Problem description:
Tally the lines below that contain the word "water". Only the total should be given.

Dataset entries

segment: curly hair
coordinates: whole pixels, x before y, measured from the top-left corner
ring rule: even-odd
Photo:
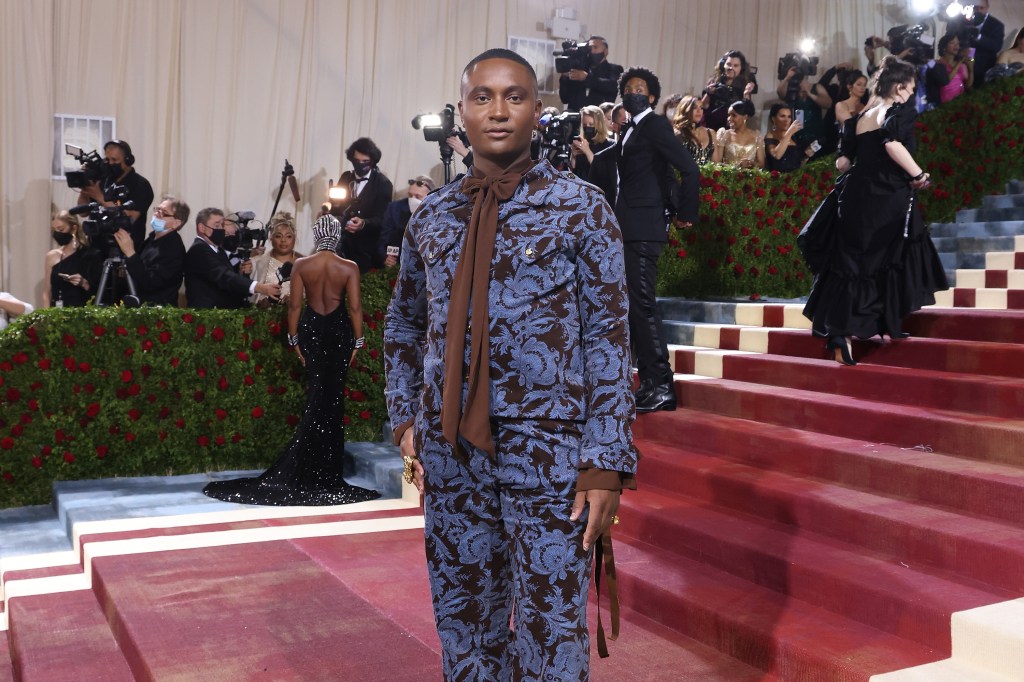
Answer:
[[[661,99],[661,81],[654,75],[654,72],[650,69],[642,66],[631,66],[622,72],[619,76],[619,97],[626,94],[626,83],[634,78],[639,78],[643,82],[647,83],[647,92],[654,96],[654,101],[651,106],[654,107],[658,104],[658,100]]]
[[[875,74],[875,94],[888,97],[893,89],[901,83],[911,83],[917,76],[917,69],[910,62],[905,62],[896,55],[886,55],[882,65]]]
[[[370,157],[370,161],[376,166],[380,163],[380,147],[377,146],[373,140],[368,137],[360,137],[355,142],[348,146],[345,150],[345,158],[348,159],[349,163],[355,162],[355,153],[366,154]]]

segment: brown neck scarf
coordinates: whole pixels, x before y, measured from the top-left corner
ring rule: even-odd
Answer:
[[[527,159],[497,177],[480,177],[476,169],[462,181],[462,191],[473,204],[459,264],[452,282],[445,333],[444,388],[441,393],[441,430],[445,440],[458,446],[459,435],[494,456],[491,435],[490,315],[487,289],[491,280],[491,259],[498,234],[498,203],[507,201],[519,187],[523,174],[533,165]],[[466,327],[473,305],[473,326],[469,331],[469,393],[462,406],[462,370],[465,365]]]

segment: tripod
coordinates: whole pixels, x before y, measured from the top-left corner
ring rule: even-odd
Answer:
[[[117,280],[110,278],[110,273],[114,272],[114,277],[117,277],[117,269],[124,265],[123,256],[111,256],[103,261],[103,274],[100,275],[99,286],[96,287],[96,305],[113,305],[118,301],[117,295]],[[128,282],[128,291],[131,293],[124,297],[124,305],[128,308],[137,308],[140,304],[139,293],[135,289],[135,280],[132,279],[131,274],[128,270],[124,271],[125,281]],[[108,303],[103,302],[103,296],[106,293],[110,293],[110,301]]]
[[[444,165],[444,184],[452,181],[452,155],[455,153],[447,140],[437,143],[441,148],[441,163]]]

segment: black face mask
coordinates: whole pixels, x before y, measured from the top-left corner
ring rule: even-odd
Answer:
[[[57,242],[61,246],[67,246],[68,244],[71,243],[71,240],[74,238],[75,235],[71,234],[70,232],[58,232],[57,230],[53,231],[53,241]]]
[[[373,168],[372,161],[355,161],[352,163],[352,168],[355,169],[356,175],[363,176],[370,172]]]
[[[597,66],[598,64],[600,64],[601,62],[604,61],[604,57],[605,57],[604,52],[599,52],[599,53],[591,52],[590,53],[590,63],[593,66]]]
[[[583,137],[586,138],[587,142],[592,142],[597,137],[597,128],[594,126],[583,126]]]
[[[107,172],[110,174],[110,177],[119,178],[121,177],[121,174],[124,173],[124,168],[121,168],[121,164],[119,163],[108,163]]]
[[[631,92],[622,96],[622,108],[633,116],[636,116],[649,106],[651,106],[651,99],[647,95]]]
[[[224,244],[224,240],[227,239],[228,233],[224,230],[210,230],[210,234],[206,236],[210,240],[210,243],[214,246],[221,246]]]
[[[225,251],[234,251],[235,249],[238,248],[238,235],[227,235],[226,237],[224,237],[223,244],[220,244],[219,246],[223,246]]]

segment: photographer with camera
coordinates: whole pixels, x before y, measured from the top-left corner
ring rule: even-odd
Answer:
[[[139,301],[152,305],[178,305],[178,290],[185,276],[185,244],[178,231],[188,220],[188,204],[165,196],[153,211],[153,231],[135,250],[131,235],[121,229],[114,239],[127,259],[125,268],[135,282]]]
[[[725,128],[729,124],[727,117],[732,103],[750,99],[757,92],[756,73],[757,69],[750,66],[739,50],[729,50],[722,55],[701,93],[704,125],[714,131]]]
[[[99,251],[89,244],[78,217],[61,211],[50,222],[58,247],[46,253],[43,305],[77,308],[88,303],[100,279]]]
[[[338,255],[355,261],[359,272],[366,272],[376,263],[384,211],[394,193],[391,180],[377,168],[380,157],[380,148],[374,141],[360,137],[345,150],[352,170],[342,173],[338,180],[349,188],[348,203],[336,216],[345,232],[338,244]]]
[[[555,68],[562,74],[558,78],[558,98],[567,110],[615,101],[622,67],[608,61],[608,41],[601,36],[590,36],[580,45],[563,43]]]
[[[951,19],[946,25],[946,33],[956,34],[962,48],[974,50],[975,85],[984,85],[985,74],[996,65],[999,51],[1003,49],[1005,31],[1003,22],[988,13],[988,0],[967,5],[961,16]],[[942,56],[941,50],[939,55]]]
[[[102,176],[81,188],[78,205],[96,202],[109,208],[131,201],[132,206],[125,209],[124,215],[132,221],[132,241],[135,242],[135,250],[139,251],[146,238],[146,214],[153,204],[153,187],[133,167],[135,155],[127,142],[110,140],[103,145],[103,154],[105,166]],[[123,187],[124,191],[118,191],[115,186]]]
[[[613,144],[615,143],[608,137],[608,126],[605,125],[604,112],[601,108],[583,107],[580,109],[580,134],[572,141],[569,168],[578,178],[589,180],[594,155]]]
[[[196,240],[185,254],[185,298],[189,308],[244,308],[253,294],[276,299],[277,284],[261,284],[235,272],[221,248],[227,237],[224,211],[204,208],[196,215]]]
[[[388,204],[384,211],[384,225],[380,229],[380,242],[377,244],[377,261],[380,265],[386,268],[398,265],[405,226],[409,224],[409,219],[420,203],[435,189],[437,185],[429,175],[417,175],[409,180],[406,198]]]
[[[825,128],[825,110],[832,108],[832,96],[820,83],[811,83],[810,77],[818,71],[818,58],[791,52],[779,58],[779,84],[775,88],[779,99],[793,111],[793,120],[799,121],[802,129],[793,140],[805,148],[814,149],[816,158],[824,154],[834,135]],[[835,151],[832,145],[831,151]]]

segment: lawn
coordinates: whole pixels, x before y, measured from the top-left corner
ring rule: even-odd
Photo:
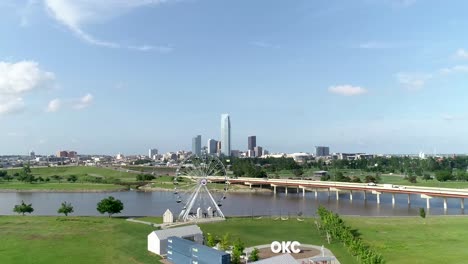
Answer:
[[[392,263],[466,263],[468,218],[343,217]]]
[[[357,263],[340,243],[327,244],[326,239],[315,228],[314,220],[303,222],[292,218],[287,221],[270,218],[228,218],[223,222],[199,224],[204,233],[222,237],[229,233],[232,240],[240,238],[247,247],[270,244],[273,241],[298,241],[302,244],[325,245],[342,264]]]
[[[0,263],[159,263],[152,227],[105,217],[0,217]]]

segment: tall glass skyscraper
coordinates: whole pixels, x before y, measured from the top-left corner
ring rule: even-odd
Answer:
[[[198,156],[201,155],[201,135],[192,138],[192,152]]]
[[[221,115],[221,154],[231,156],[231,119],[229,114]]]

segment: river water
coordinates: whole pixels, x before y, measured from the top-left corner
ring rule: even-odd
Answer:
[[[33,215],[57,215],[57,209],[63,201],[71,202],[75,212],[73,215],[94,216],[99,215],[96,204],[103,198],[114,196],[124,203],[122,216],[160,216],[166,209],[174,213],[181,210],[176,203],[172,192],[111,192],[111,193],[0,193],[0,215],[11,215],[15,204],[22,200],[32,203]],[[395,206],[392,206],[391,194],[380,196],[380,205],[376,202],[376,196],[360,192],[353,193],[353,200],[349,200],[349,194],[342,193],[337,201],[335,194],[328,197],[327,192],[319,192],[315,198],[314,193],[228,193],[224,200],[222,211],[226,216],[250,216],[250,215],[281,215],[295,216],[299,212],[303,215],[313,216],[318,206],[322,205],[342,215],[363,216],[417,216],[419,208],[426,207],[426,199],[417,195],[411,196],[411,205],[408,206],[407,195],[396,195]],[[443,200],[431,199],[430,215],[461,215],[460,199],[447,199],[448,209],[443,209]],[[426,209],[427,210],[427,209]]]

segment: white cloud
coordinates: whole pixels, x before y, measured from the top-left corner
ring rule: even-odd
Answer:
[[[359,44],[360,49],[389,49],[393,45],[387,42],[369,41]]]
[[[62,101],[58,98],[53,99],[47,105],[46,112],[57,112],[62,107]]]
[[[460,59],[468,59],[468,51],[464,49],[458,49],[455,56]]]
[[[138,51],[158,51],[160,53],[169,53],[174,48],[171,46],[153,46],[153,45],[141,45],[141,46],[128,46],[129,49],[138,50]]]
[[[280,46],[277,44],[264,42],[264,41],[252,41],[249,43],[250,45],[259,47],[259,48],[269,48],[269,49],[279,49]]]
[[[88,93],[85,96],[83,96],[83,97],[79,98],[78,100],[76,100],[76,103],[73,106],[73,108],[75,108],[75,109],[86,108],[86,107],[90,106],[93,103],[93,100],[94,100],[93,95]]]
[[[456,72],[468,72],[468,65],[456,65],[449,68],[443,68],[439,70],[441,74],[450,74]]]
[[[54,81],[55,75],[41,70],[37,62],[0,61],[0,94],[22,94],[38,88],[52,87]]]
[[[432,78],[429,74],[420,73],[398,73],[396,74],[398,82],[408,90],[419,90],[424,87],[426,81]]]
[[[140,51],[169,52],[172,49],[151,48],[150,45],[135,48],[138,46],[124,46],[116,42],[100,40],[83,30],[86,24],[104,22],[134,8],[158,5],[167,1],[169,0],[45,0],[45,6],[52,17],[89,44],[107,48],[123,47]]]
[[[461,121],[466,120],[466,115],[451,115],[451,114],[443,114],[441,115],[442,119],[445,121]]]
[[[24,101],[21,97],[7,96],[0,98],[0,116],[19,113],[23,111],[24,108]]]
[[[343,96],[354,96],[354,95],[361,95],[367,93],[367,89],[359,87],[359,86],[352,86],[352,85],[337,85],[337,86],[330,86],[328,87],[328,91],[330,93],[343,95]]]

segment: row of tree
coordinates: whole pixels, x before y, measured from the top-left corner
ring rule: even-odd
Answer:
[[[122,201],[115,199],[112,196],[109,196],[108,198],[102,199],[97,204],[96,209],[99,213],[107,213],[109,217],[112,217],[113,214],[118,214],[122,212],[122,210],[124,209],[124,205]],[[15,207],[13,208],[13,212],[22,215],[25,215],[26,213],[31,214],[32,212],[34,212],[34,208],[32,207],[32,204],[26,204],[24,201],[21,201],[21,204],[15,205]],[[57,213],[64,214],[65,216],[68,216],[68,214],[71,214],[73,212],[74,210],[72,204],[67,202],[63,202],[57,210]]]
[[[222,238],[213,236],[211,233],[206,235],[206,245],[209,247],[218,246],[219,249],[227,251],[232,250],[231,264],[240,264],[241,256],[244,254],[245,246],[244,243],[238,238],[235,241],[231,241],[229,233],[224,234]],[[259,260],[258,249],[254,248],[248,257],[249,261]]]
[[[319,228],[327,233],[327,237],[342,242],[361,263],[384,263],[382,256],[364,244],[338,214],[325,209],[323,206],[317,209],[317,213],[320,216]]]

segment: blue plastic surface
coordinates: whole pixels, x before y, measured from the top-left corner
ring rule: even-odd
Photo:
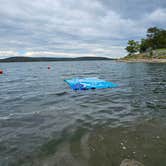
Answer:
[[[73,78],[64,80],[73,90],[116,88],[117,84],[98,78]]]

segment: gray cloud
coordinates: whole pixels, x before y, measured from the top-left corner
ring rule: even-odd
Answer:
[[[1,0],[0,56],[23,49],[120,57],[127,40],[165,28],[165,18],[165,0]]]
[[[165,8],[164,0],[101,0],[107,9],[121,14],[124,18],[142,18],[156,9]]]

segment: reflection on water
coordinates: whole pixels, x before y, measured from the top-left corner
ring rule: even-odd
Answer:
[[[165,64],[49,65],[0,64],[0,165],[166,165]],[[72,77],[119,88],[75,92],[63,81]]]

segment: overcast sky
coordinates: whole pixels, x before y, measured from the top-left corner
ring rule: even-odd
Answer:
[[[166,28],[166,0],[0,0],[0,58],[121,57],[151,26]]]

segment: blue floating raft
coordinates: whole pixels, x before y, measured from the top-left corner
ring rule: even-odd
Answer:
[[[116,88],[117,84],[98,78],[73,78],[64,80],[73,90]]]

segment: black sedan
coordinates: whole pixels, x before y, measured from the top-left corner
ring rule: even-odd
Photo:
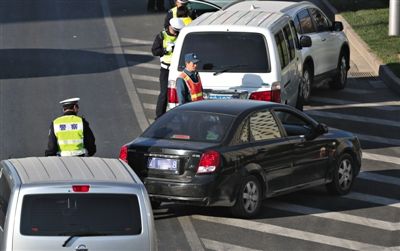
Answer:
[[[206,100],[178,106],[120,158],[143,180],[154,205],[175,201],[231,207],[250,218],[265,198],[326,184],[350,191],[361,167],[356,136],[287,105]]]

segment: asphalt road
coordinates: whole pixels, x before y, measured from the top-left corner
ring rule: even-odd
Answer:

Written answer:
2